| Challenge |
From the items below, pull out every line that contains the string "grass".

| Rows |
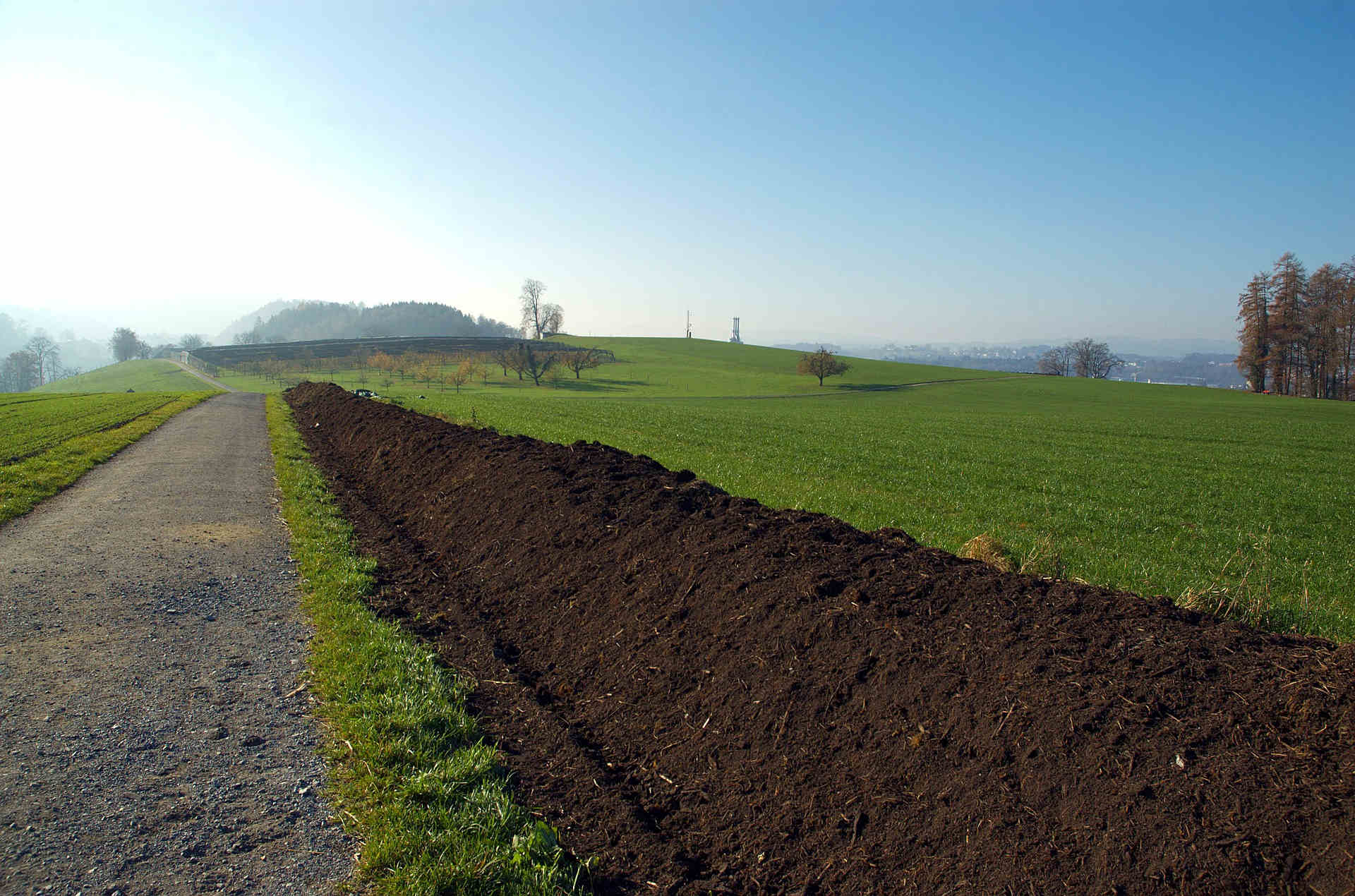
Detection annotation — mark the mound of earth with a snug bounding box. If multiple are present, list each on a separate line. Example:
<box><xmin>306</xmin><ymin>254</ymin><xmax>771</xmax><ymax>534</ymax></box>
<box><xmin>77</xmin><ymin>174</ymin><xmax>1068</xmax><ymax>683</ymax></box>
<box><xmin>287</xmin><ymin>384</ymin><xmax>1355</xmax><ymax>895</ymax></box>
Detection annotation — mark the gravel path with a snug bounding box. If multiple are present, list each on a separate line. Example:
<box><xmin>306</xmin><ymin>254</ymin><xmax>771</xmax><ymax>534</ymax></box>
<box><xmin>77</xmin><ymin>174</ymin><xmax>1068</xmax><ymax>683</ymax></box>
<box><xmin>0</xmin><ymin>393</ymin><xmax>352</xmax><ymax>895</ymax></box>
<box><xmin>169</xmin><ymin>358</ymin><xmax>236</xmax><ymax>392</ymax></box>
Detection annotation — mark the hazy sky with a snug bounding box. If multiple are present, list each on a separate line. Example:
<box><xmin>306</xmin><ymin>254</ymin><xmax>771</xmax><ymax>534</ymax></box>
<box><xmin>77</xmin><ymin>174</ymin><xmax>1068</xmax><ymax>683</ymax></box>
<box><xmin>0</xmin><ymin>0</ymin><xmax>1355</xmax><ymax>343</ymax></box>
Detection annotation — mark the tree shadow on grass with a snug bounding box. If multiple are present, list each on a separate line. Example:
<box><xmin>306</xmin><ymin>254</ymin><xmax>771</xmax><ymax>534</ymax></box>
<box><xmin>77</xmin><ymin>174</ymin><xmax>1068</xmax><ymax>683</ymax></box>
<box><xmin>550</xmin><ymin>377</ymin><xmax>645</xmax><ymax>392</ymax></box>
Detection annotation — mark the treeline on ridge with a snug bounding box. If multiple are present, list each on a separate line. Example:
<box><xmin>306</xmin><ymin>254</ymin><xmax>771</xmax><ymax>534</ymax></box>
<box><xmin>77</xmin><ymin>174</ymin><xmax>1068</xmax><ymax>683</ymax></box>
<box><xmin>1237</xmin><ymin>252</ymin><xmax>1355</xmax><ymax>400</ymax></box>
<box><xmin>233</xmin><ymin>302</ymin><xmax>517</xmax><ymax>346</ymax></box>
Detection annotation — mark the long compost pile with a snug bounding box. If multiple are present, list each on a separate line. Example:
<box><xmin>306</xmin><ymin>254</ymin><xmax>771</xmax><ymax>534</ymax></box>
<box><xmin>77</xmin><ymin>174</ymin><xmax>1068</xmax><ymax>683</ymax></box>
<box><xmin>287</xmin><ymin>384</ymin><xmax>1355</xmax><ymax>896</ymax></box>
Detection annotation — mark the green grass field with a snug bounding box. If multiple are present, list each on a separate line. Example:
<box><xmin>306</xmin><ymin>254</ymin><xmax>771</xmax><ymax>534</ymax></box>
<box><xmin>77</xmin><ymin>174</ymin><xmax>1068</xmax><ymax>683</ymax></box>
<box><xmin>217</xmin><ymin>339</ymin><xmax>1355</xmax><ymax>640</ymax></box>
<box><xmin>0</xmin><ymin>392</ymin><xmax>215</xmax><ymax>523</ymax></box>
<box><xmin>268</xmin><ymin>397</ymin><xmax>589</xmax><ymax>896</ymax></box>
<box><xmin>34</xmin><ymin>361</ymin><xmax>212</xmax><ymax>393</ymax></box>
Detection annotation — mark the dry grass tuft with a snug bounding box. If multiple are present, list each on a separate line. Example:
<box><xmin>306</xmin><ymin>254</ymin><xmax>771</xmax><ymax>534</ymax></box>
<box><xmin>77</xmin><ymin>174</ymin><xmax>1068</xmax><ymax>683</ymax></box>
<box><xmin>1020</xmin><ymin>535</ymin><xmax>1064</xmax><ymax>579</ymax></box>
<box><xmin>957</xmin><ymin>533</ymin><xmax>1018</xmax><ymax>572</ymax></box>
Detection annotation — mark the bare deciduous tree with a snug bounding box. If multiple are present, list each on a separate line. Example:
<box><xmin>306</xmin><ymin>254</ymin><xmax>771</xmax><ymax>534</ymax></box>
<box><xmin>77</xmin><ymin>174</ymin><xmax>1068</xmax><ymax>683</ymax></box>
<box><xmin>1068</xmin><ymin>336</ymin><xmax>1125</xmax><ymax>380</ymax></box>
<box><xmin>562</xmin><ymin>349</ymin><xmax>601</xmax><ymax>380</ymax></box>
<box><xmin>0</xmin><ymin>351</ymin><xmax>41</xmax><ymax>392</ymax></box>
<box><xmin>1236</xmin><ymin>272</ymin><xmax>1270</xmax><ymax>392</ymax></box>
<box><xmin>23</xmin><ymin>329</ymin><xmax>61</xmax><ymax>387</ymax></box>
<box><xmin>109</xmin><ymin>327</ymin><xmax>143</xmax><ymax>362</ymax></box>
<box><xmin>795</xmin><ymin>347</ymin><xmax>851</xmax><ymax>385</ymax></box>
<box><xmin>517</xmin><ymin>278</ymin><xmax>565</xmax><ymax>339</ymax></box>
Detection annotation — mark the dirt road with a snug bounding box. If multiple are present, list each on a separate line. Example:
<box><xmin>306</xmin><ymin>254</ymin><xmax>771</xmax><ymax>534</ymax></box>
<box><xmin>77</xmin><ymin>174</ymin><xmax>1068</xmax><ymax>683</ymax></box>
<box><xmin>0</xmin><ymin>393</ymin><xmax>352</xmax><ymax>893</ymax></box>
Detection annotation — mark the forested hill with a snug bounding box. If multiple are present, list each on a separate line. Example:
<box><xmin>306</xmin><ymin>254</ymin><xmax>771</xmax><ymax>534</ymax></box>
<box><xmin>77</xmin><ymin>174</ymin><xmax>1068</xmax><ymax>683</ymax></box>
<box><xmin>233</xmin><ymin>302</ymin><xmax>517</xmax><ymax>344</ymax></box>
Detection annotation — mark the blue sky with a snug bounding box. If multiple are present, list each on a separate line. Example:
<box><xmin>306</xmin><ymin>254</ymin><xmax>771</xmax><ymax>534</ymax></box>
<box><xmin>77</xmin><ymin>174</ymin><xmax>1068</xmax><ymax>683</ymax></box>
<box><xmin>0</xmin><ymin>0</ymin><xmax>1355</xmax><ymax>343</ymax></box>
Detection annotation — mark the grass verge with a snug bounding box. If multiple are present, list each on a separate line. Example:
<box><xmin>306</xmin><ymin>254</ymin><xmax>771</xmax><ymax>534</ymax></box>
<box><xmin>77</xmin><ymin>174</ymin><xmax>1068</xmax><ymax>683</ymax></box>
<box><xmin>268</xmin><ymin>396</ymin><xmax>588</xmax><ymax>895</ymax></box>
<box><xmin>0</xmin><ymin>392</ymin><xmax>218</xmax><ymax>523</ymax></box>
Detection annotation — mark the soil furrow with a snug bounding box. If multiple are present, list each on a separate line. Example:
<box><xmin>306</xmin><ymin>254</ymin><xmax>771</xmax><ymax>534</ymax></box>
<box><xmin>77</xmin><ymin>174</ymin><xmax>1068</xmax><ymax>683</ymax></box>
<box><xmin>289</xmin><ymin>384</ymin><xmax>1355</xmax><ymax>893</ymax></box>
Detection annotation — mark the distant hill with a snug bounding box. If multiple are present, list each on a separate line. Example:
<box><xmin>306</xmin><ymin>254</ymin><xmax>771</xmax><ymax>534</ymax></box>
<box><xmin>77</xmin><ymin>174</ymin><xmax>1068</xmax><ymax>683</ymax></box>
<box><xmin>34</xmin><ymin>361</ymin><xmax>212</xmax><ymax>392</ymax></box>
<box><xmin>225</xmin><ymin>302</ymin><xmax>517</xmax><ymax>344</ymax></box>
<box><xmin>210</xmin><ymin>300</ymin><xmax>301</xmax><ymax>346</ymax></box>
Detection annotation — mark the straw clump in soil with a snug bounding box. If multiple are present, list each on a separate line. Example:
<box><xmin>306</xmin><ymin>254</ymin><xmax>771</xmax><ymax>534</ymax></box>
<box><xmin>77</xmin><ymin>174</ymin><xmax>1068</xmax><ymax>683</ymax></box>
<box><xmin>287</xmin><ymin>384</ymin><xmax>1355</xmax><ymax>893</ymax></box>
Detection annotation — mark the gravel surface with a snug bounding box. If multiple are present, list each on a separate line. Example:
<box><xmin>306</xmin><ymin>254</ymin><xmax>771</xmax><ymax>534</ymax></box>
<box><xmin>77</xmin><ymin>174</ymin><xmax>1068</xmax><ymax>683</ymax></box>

| Task output |
Detection annotation — mark the tree shadow on grass with a snug bounding box. If multiple are present, list each on a separate line. Example:
Detection annotation — mark the green grass field with a snug bounding box. If multiple are present, list each on a separate line. Example:
Detection annotation — mark the dry grass tuft with a snug bounding box. If multiple are present, list each on a separate line. Example:
Detection annotation — mark the grass verge with a snug bounding box. If multiple are present, list each on a separate line. Example:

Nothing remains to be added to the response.